## Outline items for labeled areas:
# # # # # # #

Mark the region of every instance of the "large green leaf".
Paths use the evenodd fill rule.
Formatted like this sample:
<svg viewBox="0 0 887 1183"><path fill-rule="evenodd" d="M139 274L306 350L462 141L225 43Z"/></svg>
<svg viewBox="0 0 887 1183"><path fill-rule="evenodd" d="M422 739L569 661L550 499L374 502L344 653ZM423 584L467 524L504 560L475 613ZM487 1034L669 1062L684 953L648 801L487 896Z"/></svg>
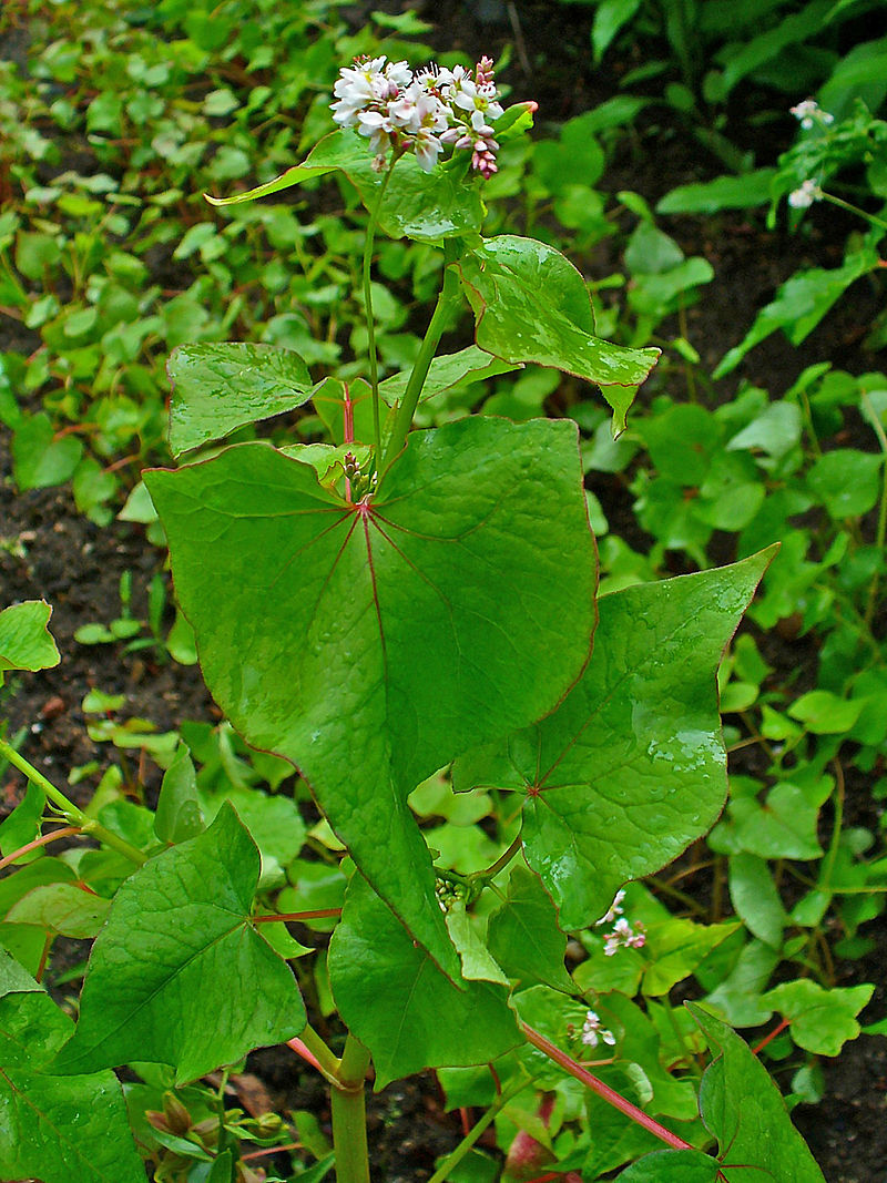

# # # # # # #

## STATED GOAL:
Reproduce every line of the material above verbatim, omitting the picture.

## REPLY TO THE EXERCISE:
Mark the region of every instance of the "large green leaf".
Paths use the evenodd fill rule.
Formatted like this sample:
<svg viewBox="0 0 887 1183"><path fill-rule="evenodd" d="M139 274L306 350L462 141L225 43Z"/></svg>
<svg viewBox="0 0 887 1183"><path fill-rule="evenodd" d="M422 739L569 661L550 499L374 502L344 653ZM423 584L467 524L504 560L475 613ZM487 1034L669 1062L684 953L648 801L487 896Z"/></svg>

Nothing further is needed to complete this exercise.